> Passage for review
____________________
Not a bad idea really.

Cicero
04-21-2010, 12:37 AM
I may get roughed up a bit for this but Tony Perez would be my pick. He got a very raw deal from Marge. I would liked to have seen what he could do over the course of even just a season.

cincinnati chili
04-25-2010, 01:13 AM
Bernie Stowe... or for reals, what's Larry Dierker up to?

Ron Madden
04-25-2010, 03:35 AM
Would love it if Larry Dierker replaced Dusty Baker. That will never happen though.

GAC
04-25-2010, 09:16 AM
Bernie Stowe... or for reals, what's Larry Dierker up to?

He hasn't updated Larrydierker. com since 2008. :cool:

Found this on him though....
____________________
> Study material

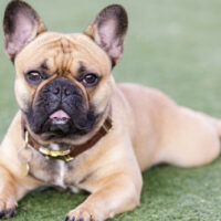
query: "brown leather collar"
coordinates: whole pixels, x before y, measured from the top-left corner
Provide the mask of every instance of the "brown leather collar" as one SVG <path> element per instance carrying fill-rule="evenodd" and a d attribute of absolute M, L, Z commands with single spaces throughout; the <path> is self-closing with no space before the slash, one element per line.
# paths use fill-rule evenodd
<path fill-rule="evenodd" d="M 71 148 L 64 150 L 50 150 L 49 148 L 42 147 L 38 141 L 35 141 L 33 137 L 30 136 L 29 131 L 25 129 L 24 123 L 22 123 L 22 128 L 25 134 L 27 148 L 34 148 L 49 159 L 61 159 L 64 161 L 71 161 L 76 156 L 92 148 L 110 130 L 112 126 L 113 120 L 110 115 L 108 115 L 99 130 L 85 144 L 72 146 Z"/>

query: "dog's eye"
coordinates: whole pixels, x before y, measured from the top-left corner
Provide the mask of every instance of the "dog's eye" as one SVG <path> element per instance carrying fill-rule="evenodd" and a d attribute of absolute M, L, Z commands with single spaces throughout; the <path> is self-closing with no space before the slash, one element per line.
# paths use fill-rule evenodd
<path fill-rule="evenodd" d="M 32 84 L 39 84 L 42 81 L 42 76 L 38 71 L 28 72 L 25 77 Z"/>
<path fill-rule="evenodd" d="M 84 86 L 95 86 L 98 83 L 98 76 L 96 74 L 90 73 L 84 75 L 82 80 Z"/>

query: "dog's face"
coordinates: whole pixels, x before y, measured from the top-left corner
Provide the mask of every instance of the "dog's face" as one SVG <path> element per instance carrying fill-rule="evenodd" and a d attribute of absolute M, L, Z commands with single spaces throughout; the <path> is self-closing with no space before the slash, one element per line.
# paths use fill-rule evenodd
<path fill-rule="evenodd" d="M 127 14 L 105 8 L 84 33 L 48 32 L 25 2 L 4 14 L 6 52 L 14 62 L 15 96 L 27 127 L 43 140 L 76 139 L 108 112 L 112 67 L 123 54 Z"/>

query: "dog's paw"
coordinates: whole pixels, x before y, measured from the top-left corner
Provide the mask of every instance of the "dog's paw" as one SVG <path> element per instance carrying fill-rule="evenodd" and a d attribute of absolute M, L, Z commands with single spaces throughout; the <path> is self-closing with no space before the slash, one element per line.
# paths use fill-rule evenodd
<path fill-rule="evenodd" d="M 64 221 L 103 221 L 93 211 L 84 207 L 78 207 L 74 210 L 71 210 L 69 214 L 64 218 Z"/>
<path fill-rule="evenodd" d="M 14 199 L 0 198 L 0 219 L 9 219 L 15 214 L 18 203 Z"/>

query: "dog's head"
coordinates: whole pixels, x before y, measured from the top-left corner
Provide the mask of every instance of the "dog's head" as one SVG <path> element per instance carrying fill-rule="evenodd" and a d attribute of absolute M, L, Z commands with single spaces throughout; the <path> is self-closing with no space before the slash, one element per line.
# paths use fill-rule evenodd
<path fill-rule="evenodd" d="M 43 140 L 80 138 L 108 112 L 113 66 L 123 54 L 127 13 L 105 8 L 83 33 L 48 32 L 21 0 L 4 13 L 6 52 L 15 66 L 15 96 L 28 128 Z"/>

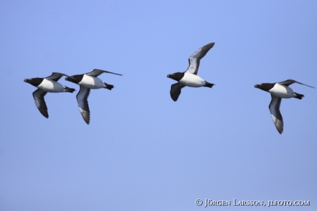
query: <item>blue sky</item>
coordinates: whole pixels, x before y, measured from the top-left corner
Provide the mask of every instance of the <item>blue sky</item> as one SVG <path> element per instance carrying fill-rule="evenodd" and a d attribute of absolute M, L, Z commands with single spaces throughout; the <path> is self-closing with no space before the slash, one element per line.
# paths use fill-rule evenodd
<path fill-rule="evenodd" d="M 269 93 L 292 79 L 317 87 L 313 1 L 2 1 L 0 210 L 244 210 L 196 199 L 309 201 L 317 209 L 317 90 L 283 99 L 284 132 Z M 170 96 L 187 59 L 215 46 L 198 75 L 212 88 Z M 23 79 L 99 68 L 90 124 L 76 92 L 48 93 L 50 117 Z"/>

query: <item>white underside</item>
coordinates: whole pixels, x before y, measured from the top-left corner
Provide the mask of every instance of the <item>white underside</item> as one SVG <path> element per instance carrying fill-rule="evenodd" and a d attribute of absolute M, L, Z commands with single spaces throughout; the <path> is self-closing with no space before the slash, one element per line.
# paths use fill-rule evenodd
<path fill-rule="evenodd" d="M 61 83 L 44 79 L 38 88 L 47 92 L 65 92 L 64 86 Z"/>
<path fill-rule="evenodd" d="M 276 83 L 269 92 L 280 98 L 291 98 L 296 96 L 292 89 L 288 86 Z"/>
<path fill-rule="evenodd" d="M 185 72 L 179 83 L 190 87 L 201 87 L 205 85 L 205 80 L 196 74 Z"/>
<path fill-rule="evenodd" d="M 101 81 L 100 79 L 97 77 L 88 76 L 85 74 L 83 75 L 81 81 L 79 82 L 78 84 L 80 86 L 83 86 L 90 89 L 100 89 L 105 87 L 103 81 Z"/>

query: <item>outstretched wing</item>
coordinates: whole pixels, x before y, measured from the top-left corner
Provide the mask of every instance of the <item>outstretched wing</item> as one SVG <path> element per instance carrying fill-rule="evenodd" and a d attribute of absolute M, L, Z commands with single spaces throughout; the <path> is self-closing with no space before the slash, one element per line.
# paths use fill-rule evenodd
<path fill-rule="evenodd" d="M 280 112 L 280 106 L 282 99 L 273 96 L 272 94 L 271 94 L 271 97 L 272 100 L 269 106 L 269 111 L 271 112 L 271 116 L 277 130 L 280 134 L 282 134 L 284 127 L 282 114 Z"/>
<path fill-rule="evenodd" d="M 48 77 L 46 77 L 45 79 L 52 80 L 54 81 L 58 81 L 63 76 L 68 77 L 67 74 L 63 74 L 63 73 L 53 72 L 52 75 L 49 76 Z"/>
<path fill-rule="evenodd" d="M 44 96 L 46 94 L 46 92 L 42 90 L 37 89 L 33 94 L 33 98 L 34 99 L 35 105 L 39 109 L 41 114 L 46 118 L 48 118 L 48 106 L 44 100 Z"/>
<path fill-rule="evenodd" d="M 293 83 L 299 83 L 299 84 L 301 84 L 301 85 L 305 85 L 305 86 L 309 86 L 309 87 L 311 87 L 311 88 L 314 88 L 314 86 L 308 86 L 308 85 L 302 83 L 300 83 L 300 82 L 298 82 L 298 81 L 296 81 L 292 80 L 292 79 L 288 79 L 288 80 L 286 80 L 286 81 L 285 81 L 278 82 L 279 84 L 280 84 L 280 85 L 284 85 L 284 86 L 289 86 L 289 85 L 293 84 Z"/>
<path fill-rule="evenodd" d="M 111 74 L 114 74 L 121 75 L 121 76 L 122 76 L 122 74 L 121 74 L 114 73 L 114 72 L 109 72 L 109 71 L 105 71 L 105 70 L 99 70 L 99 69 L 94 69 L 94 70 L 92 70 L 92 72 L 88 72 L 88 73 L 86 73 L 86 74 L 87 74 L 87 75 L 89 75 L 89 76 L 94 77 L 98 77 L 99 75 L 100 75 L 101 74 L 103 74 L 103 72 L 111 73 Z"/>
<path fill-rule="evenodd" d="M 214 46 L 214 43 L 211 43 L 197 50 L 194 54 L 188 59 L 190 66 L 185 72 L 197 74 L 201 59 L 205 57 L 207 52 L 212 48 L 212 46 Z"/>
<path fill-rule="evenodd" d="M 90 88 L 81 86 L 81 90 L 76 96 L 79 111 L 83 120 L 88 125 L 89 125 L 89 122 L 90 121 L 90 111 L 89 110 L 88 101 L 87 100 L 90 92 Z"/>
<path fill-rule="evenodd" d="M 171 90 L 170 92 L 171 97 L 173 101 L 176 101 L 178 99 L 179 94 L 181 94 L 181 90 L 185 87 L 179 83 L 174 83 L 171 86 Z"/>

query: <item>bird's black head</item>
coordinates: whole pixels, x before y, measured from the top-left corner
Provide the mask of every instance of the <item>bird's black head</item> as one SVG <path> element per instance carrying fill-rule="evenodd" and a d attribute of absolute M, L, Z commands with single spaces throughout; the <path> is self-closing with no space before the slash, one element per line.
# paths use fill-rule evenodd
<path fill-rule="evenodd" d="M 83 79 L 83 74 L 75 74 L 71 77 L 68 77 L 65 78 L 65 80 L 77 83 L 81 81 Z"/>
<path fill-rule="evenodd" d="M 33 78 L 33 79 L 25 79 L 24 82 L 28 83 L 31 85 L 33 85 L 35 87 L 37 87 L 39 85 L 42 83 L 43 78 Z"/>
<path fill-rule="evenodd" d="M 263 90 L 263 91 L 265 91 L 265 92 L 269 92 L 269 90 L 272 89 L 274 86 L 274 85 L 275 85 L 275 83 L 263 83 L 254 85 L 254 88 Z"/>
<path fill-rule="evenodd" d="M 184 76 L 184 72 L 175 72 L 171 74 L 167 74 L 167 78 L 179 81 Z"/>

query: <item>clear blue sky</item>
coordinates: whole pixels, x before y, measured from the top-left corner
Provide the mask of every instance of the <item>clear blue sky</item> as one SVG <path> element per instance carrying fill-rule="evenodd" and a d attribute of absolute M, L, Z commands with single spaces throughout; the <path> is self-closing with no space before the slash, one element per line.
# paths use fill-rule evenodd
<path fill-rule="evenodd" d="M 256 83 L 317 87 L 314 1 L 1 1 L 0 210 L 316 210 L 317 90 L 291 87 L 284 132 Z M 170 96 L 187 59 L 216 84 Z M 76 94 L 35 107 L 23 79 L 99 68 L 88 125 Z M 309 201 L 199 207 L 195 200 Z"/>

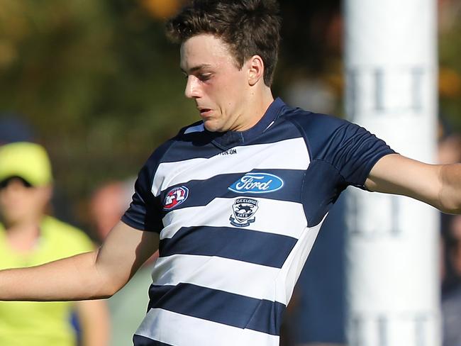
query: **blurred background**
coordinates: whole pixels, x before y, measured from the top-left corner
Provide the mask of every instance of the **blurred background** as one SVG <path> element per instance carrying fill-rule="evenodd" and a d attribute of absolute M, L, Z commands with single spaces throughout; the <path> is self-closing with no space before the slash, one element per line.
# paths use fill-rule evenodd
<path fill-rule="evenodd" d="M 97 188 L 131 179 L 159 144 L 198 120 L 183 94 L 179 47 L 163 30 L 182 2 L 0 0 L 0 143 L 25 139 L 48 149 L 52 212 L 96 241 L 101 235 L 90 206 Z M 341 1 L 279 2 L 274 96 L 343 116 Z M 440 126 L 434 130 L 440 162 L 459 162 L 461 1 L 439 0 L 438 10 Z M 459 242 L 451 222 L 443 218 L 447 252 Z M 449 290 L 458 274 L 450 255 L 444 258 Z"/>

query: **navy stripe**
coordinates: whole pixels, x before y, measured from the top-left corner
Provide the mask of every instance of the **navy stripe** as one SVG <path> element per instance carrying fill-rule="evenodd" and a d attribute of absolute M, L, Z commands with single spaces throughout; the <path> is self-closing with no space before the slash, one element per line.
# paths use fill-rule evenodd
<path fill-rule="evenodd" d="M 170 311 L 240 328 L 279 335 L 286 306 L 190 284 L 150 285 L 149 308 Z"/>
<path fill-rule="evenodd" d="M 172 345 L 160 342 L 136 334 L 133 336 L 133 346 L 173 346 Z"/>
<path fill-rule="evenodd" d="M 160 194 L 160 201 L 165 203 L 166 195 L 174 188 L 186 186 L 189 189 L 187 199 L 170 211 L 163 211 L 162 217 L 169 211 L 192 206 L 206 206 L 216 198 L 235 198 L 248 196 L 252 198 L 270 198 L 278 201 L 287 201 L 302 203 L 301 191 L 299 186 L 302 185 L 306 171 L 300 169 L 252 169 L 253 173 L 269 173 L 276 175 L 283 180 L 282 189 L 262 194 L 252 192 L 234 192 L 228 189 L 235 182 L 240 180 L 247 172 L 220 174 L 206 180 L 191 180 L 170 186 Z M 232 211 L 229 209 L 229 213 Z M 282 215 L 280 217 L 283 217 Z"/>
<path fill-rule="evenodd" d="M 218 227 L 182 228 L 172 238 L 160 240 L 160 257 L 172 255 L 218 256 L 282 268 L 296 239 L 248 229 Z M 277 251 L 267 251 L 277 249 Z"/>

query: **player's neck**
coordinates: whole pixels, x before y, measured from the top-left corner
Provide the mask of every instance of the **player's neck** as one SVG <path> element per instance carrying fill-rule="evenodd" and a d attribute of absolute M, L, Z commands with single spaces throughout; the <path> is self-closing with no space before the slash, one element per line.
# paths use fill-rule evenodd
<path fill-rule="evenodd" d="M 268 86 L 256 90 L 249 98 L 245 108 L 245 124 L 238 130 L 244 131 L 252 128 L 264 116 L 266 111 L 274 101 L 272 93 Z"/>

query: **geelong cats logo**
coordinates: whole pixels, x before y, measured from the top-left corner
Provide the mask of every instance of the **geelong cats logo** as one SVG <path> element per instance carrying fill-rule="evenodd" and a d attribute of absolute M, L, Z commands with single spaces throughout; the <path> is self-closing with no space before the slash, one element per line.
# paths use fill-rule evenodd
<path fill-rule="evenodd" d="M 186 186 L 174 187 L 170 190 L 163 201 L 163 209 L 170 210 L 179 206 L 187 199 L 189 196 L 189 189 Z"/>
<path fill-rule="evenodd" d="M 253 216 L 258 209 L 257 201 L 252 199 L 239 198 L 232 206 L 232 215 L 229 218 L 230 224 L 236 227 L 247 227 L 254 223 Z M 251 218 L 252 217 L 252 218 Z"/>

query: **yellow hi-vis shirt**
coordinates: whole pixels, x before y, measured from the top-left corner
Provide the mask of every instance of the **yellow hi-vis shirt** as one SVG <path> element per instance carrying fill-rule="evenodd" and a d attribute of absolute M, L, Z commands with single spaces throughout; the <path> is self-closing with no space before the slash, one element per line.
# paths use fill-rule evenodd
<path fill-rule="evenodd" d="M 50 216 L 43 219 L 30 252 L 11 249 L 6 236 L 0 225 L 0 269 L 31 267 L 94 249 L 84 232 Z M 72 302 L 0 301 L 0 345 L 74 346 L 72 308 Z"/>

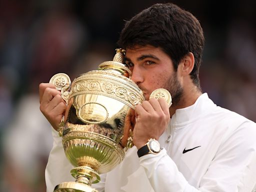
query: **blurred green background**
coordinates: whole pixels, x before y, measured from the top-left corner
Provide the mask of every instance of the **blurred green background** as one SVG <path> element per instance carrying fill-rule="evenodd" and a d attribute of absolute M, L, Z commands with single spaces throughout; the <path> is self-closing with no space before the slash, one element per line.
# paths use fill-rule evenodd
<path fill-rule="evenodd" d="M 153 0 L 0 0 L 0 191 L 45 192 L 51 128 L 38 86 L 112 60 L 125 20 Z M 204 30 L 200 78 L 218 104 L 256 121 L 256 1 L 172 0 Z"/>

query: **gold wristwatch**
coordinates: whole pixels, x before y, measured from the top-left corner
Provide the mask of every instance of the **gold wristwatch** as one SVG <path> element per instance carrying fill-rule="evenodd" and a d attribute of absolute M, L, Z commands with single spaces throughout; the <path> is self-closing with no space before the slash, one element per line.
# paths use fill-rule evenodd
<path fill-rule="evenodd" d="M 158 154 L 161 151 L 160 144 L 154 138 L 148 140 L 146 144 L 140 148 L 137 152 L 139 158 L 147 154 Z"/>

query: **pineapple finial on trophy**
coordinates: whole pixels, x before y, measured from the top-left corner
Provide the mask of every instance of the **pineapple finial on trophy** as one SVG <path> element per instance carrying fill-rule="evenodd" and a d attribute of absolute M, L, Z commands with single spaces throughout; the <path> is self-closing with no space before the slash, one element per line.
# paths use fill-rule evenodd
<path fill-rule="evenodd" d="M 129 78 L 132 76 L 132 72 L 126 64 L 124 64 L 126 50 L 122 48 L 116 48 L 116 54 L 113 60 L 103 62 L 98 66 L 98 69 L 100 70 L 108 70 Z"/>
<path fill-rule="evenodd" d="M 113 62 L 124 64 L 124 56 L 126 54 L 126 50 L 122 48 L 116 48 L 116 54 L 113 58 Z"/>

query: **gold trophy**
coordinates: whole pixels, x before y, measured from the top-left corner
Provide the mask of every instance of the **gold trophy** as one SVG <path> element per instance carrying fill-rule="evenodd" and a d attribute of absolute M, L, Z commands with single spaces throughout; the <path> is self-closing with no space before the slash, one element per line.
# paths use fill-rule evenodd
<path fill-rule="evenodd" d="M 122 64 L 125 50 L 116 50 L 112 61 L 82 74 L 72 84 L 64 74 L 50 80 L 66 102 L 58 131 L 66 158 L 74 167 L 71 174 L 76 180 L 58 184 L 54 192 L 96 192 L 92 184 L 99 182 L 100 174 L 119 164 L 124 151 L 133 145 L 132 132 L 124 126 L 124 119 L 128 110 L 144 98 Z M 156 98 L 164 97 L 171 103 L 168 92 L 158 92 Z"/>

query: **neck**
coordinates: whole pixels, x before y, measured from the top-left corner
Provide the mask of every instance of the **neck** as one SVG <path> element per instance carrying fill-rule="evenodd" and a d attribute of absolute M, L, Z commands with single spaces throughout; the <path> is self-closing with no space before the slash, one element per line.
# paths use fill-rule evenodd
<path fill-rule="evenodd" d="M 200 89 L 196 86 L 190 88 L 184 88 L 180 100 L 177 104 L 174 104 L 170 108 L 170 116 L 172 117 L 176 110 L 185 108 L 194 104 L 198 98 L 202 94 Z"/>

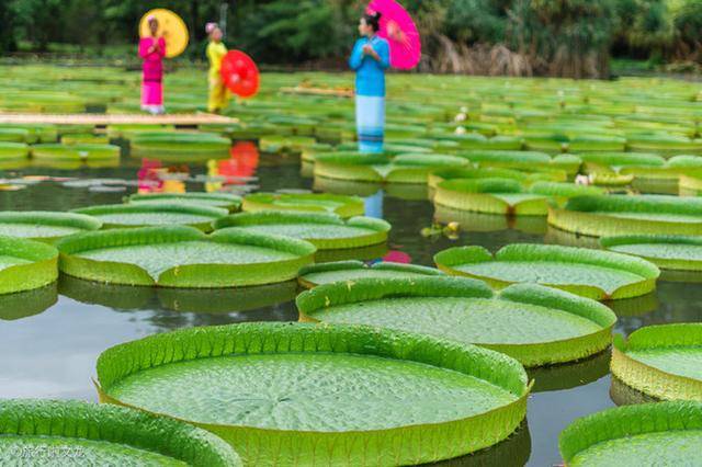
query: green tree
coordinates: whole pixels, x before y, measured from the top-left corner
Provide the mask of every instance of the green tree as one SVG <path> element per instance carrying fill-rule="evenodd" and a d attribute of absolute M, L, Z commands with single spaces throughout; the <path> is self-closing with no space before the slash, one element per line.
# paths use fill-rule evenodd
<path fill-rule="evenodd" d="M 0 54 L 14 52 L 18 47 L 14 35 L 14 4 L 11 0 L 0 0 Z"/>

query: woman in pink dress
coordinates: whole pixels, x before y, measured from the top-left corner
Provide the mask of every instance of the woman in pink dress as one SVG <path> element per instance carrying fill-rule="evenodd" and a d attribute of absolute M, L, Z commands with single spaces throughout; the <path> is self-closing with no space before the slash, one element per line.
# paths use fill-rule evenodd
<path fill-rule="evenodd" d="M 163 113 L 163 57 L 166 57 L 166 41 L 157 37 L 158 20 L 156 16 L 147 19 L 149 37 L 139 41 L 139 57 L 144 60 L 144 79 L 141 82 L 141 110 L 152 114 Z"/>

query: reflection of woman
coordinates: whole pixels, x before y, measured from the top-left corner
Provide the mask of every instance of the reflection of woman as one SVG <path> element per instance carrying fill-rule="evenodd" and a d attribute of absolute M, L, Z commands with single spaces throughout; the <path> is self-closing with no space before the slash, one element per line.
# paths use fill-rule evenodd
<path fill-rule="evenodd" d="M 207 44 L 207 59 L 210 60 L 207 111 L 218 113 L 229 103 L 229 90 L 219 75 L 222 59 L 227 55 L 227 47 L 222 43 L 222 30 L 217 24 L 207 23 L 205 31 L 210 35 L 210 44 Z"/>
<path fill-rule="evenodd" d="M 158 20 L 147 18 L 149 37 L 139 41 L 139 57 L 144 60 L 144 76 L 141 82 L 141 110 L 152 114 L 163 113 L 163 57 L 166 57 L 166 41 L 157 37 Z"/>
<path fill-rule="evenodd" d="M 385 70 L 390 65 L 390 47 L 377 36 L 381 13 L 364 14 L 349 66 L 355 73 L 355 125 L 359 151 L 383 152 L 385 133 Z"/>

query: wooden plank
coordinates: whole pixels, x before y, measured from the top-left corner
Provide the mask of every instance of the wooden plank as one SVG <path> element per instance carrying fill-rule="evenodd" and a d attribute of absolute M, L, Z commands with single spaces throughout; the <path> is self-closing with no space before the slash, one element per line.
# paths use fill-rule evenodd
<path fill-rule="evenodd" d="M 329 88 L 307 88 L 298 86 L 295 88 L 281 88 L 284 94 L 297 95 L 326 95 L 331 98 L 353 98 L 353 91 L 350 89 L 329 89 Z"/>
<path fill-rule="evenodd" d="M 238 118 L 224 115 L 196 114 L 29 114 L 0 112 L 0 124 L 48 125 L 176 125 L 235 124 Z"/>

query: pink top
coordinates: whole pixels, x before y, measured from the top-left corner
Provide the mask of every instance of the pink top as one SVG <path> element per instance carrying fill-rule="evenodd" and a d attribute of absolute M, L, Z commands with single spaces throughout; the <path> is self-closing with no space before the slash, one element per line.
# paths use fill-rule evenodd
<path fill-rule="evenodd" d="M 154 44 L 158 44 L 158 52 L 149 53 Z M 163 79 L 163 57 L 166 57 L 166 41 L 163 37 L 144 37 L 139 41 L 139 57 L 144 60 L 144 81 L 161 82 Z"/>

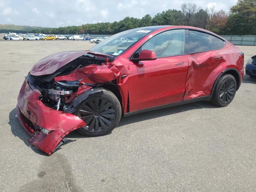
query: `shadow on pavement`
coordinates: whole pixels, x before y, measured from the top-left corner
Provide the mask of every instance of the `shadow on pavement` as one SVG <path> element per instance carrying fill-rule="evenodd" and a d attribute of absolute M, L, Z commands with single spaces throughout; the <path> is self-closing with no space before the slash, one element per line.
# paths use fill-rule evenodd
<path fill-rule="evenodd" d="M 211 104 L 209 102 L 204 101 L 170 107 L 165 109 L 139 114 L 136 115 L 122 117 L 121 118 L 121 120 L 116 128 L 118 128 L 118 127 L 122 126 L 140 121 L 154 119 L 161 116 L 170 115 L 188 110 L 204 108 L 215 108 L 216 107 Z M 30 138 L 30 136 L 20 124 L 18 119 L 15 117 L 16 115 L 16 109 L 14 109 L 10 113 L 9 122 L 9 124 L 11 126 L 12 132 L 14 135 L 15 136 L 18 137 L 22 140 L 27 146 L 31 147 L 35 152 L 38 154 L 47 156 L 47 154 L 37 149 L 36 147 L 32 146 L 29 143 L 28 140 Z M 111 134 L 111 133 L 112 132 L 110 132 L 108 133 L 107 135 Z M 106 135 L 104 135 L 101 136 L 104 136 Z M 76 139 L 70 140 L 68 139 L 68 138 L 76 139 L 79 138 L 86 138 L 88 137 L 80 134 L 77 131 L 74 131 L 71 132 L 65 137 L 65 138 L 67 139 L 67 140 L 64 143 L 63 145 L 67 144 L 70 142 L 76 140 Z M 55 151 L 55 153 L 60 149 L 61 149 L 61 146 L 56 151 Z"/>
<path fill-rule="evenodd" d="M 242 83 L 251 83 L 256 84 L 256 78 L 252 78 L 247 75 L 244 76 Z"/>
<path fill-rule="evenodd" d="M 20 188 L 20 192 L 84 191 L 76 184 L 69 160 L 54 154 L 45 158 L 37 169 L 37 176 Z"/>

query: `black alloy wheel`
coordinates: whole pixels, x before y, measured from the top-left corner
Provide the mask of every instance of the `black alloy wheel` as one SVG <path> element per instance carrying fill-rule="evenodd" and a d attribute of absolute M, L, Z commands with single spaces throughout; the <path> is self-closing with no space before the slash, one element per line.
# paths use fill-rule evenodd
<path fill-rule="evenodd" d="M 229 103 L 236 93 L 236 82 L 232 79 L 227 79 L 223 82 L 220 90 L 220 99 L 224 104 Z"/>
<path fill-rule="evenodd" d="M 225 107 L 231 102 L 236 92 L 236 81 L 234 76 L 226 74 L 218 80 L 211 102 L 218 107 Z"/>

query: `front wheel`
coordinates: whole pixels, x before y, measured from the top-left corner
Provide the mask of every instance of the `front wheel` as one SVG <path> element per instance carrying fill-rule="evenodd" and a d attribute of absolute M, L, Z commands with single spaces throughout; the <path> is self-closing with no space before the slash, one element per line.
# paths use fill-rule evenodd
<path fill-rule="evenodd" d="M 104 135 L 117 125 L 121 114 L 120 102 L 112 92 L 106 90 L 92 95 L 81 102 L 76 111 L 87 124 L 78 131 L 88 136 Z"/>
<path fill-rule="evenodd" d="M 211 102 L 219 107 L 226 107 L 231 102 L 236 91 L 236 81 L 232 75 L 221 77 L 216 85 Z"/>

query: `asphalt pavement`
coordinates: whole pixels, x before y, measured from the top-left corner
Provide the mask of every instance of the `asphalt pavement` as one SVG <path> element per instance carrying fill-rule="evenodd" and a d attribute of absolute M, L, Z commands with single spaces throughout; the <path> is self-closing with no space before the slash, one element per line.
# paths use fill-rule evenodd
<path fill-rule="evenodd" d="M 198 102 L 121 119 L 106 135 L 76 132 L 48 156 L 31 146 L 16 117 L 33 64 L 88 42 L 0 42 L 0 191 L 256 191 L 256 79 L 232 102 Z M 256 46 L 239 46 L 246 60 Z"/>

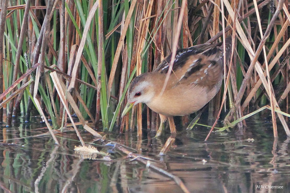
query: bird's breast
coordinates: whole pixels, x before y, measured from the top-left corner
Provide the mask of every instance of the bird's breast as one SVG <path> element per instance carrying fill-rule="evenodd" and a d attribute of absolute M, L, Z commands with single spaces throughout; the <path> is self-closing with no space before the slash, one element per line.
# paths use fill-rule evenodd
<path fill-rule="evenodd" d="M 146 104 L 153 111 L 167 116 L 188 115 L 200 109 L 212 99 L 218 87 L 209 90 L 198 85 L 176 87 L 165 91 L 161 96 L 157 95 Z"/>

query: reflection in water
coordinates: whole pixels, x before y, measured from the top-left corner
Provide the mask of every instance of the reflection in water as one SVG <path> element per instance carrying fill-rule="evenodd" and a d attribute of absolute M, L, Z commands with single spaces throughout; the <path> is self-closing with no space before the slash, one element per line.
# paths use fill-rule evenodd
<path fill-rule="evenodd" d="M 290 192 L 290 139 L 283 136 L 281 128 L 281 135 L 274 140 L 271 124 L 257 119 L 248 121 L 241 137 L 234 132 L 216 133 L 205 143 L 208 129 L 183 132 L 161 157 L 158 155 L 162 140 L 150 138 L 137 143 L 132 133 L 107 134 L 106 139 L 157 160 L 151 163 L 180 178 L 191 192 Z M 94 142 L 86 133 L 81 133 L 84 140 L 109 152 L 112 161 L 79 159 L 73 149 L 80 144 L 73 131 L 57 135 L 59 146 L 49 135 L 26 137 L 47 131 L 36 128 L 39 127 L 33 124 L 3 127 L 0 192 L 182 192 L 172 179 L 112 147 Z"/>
____________________
> About this exercise
Reproduce word for word the part of the forum thread that begins with the words "Not a bad idea" and stops after the words "just a season.".

> Written solution
Not a bad idea really.

Cicero
04-21-2010, 12:37 AM
I may get roughed up a bit for this but Tony Perez would be my pick. He got a very raw deal from Marge. I would liked to have seen what he could do over the course of even just a season.